TEXTE FOURNI =

La reconstitution de l’histoire locale est conditionnée par les sources disponibles, et parfois elles manquent. Mais parfois,
alors qu’on a cherché sans trouver, l’investissement
pour le passé réserve d’inattendues et heureuses surprises.
La communication suscitée par la publication du nouveau livre de Roger Lefebvre, consacré aux maires de Quesnoy-sur-Deûle et à leur action de 1904 à 1944, a conduit un descendant d’Albert Bruneau, 2ème adjoint au maire, mais de fait véritable responsable de la commune pendant l’occupation allemande de 1914 à 1918, à prendre contact avec l’association, et à lui remettre de précieux documents. Avec les ressources de la généalogie,
cela nous permet de compléter, et surtout d’illustrer, ce que l’auteur avait pu aborder du rôle essentiel d’Albert Bruneau lors de cette période.
Une longue carrière municipale
Albert Bruneau, brasseur, a été élu pour la première fois conseiller municipal sur la liste menée par Charles Bodé lors des élections municipales du 17 mai 1885. Il sera réélu avec le maire Charles Bodé lors des élections du 6 mai 1888, du 1er mai 1892, du 3 mai 1896, du 6 mai 1900. Il poursuit son action municipale avec le nouveau maire Jean-Baptiste Vandermersch après les élections municipales du 1er mai 1904, et est
réélu le 3 mai 1908. C’est suite au décès de l’adjoint Isidore Delannoy qu’il est élu et promu 2ème adjoint le 22 octobre 1911.
Il retrouve ce poste après les élections municipales du 6 mai 1912, élu conseiller municipal pour la 8ème fois. Lorsque la guerre éclate en 1914, il a 57 ans, il est conseiller municipal depuis 29 ans, adjoint depuis 3 ans. Jean-Baptiste Vandermersch, âgé et parfois souffrant, n’assure plus que théoriquement sa fonction de maire et laisse la gestion réelle de la commune, pendant l’occupation allemande d’octobre 1914 à octobre 1918, à Albert Bruneau, son adjoint. Il est l’interlocuteur officiel et permanent des autorités allemandes, et il a dû affronter
les mille périls et souffrances d’une commune qui sortira de cette occupation détruite à 95 % et vidée de sa population.

EXERCICE =
D'après le texte sur Albert Bruneau, à quelle date a-t-il été élu et promu 2ème adjoint au maire ?

DONNÉES AFFICHÉES =
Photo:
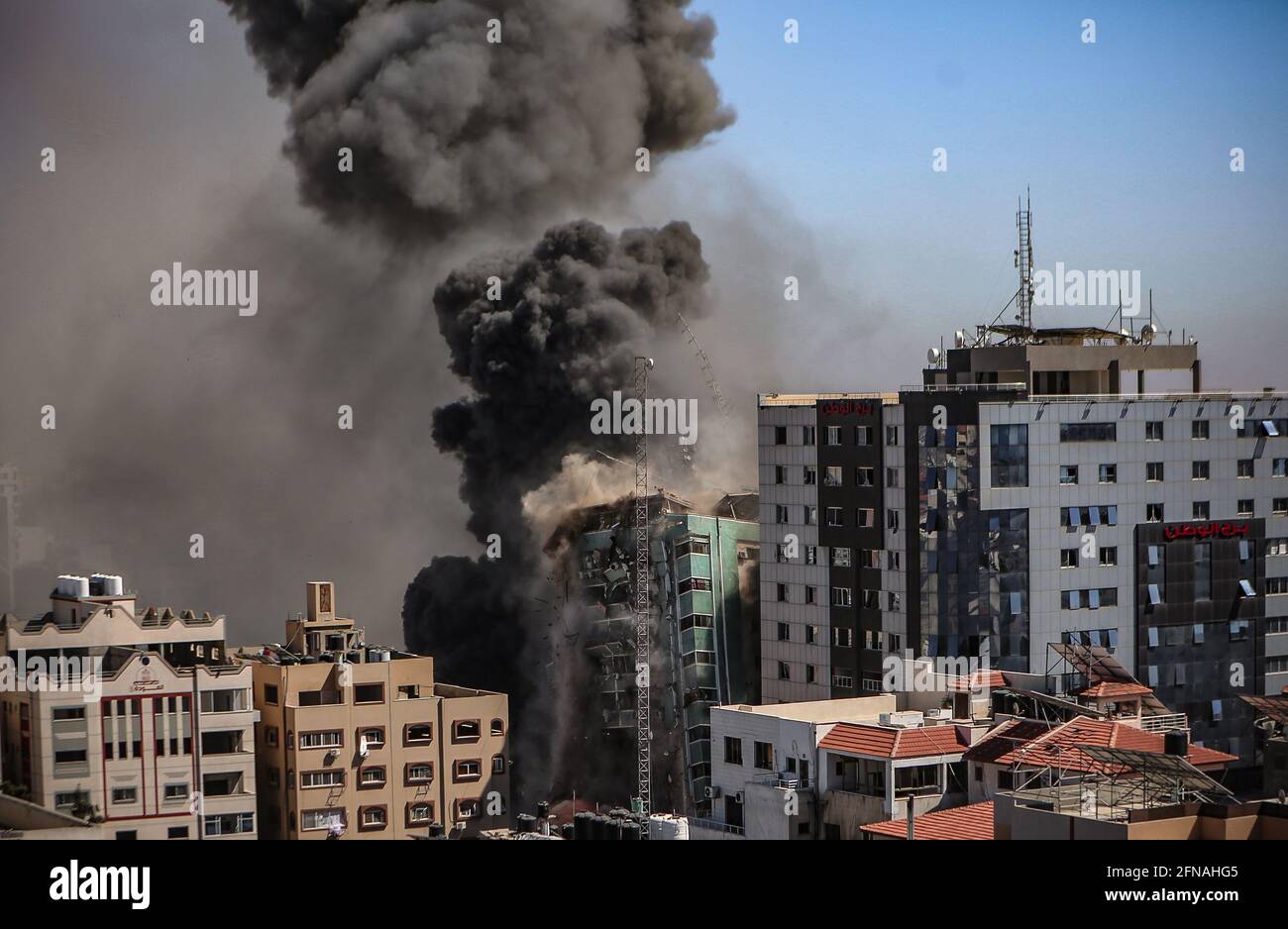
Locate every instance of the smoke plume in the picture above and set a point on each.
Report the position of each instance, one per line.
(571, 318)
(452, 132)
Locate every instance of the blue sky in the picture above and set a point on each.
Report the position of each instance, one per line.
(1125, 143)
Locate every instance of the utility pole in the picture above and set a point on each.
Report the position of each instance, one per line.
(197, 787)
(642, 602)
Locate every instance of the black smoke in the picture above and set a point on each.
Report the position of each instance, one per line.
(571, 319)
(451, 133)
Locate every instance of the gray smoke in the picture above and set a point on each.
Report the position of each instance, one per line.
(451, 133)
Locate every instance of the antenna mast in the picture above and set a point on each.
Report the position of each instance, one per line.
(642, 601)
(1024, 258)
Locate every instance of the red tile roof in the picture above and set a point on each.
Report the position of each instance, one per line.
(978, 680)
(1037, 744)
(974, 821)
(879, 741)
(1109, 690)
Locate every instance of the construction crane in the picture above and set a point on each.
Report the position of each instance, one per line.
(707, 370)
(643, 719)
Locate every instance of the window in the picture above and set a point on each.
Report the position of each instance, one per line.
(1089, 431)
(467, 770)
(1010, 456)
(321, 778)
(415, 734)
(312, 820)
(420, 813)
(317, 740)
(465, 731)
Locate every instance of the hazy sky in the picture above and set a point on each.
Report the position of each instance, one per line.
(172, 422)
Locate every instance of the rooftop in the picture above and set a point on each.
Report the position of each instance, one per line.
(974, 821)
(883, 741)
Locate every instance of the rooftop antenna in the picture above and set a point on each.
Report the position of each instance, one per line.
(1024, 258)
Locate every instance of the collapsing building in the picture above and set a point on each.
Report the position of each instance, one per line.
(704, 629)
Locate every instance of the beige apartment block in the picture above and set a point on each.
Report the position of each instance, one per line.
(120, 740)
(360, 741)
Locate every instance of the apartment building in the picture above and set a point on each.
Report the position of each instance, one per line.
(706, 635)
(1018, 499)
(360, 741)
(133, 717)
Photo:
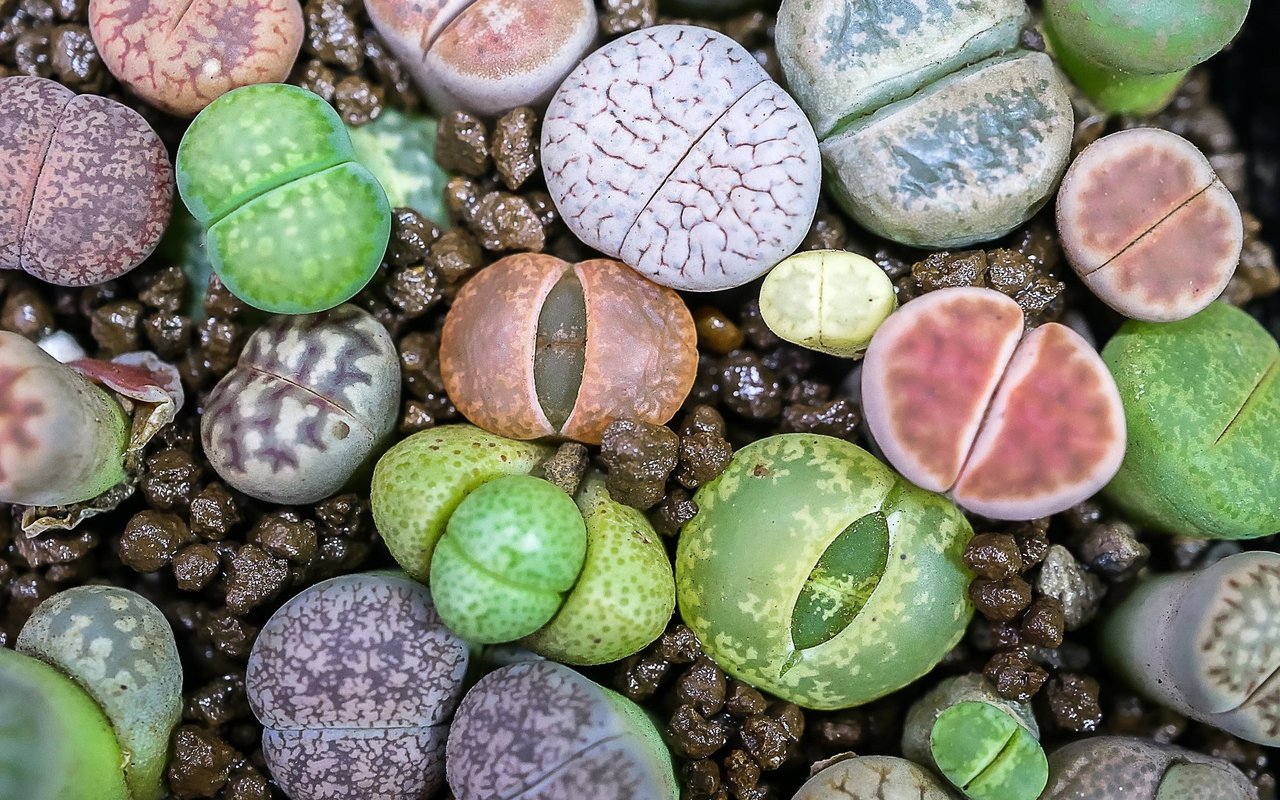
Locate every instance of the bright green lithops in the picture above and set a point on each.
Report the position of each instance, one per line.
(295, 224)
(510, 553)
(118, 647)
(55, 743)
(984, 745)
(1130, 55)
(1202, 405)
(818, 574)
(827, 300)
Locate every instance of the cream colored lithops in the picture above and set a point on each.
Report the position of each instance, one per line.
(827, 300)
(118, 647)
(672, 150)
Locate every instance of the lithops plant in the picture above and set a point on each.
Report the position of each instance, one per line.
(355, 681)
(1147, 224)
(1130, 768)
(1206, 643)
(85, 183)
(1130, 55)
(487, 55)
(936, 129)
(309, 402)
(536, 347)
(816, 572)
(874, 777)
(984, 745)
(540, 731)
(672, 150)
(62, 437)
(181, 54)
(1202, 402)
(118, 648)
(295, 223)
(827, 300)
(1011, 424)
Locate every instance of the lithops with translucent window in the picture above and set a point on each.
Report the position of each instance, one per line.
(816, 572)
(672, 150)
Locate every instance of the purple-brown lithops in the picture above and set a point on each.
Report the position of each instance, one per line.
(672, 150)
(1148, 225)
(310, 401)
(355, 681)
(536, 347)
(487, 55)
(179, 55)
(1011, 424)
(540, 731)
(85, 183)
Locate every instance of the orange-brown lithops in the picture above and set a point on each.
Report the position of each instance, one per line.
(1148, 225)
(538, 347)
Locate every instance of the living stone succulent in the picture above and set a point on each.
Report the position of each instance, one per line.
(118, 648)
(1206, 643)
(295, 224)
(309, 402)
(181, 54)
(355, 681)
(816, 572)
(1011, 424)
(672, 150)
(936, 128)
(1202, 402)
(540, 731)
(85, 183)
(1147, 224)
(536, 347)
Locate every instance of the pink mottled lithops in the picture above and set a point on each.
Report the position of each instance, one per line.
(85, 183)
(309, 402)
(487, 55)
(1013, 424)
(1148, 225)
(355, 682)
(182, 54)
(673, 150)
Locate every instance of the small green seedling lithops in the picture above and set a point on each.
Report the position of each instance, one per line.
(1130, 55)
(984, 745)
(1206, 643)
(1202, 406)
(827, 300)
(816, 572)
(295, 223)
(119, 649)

RÉSULTAT ATTENDU =
Le 22 octobre 1911.